> Records
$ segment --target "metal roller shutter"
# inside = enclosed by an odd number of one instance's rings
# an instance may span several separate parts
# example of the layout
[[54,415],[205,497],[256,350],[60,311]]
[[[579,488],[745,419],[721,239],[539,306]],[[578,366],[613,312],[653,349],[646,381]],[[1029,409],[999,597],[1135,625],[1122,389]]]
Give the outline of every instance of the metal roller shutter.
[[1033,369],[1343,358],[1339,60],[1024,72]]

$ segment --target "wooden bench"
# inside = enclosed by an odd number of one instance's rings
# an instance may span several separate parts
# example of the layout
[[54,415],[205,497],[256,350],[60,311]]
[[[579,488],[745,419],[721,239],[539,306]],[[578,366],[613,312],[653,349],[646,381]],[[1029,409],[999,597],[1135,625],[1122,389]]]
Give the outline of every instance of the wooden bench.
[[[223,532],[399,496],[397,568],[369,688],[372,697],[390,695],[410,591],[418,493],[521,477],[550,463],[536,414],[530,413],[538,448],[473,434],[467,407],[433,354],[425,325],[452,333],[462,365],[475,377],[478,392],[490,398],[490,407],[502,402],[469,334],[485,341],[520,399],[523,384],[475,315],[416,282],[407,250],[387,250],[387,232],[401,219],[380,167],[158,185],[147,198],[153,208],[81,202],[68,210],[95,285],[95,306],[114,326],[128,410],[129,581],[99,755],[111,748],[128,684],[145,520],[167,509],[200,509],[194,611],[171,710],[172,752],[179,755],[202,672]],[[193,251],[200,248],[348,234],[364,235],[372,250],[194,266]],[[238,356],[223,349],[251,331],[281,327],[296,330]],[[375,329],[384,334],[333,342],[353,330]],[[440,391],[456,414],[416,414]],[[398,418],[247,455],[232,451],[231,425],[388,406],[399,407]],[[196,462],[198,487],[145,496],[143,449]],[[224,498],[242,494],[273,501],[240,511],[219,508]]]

> Problem details
Please write out the records again from the start through the line containing "[[1033,369],[1343,358],[1339,60],[1024,72]]", including that line. Multiply every coordinate in the answers by 2.4 and round each result to a whole number, with halves rounded up, but leave the requests and their format samples as they are.

> Task answer
$ segment --target "metal roller shutter"
# inside = enclosed by an odd number of one instance's rings
# an instance may span several separate parts
# example of the layout
[[54,415],[205,497],[256,350],[60,311]]
[[[579,488],[745,419],[721,239],[539,306]],[[578,366],[613,312],[653,349],[646,381]],[[1029,409],[999,597],[1135,625],[1122,389]]]
Give the outline of every instance of the metal roller shutter.
[[2479,886],[3223,859],[3214,144],[2458,173]]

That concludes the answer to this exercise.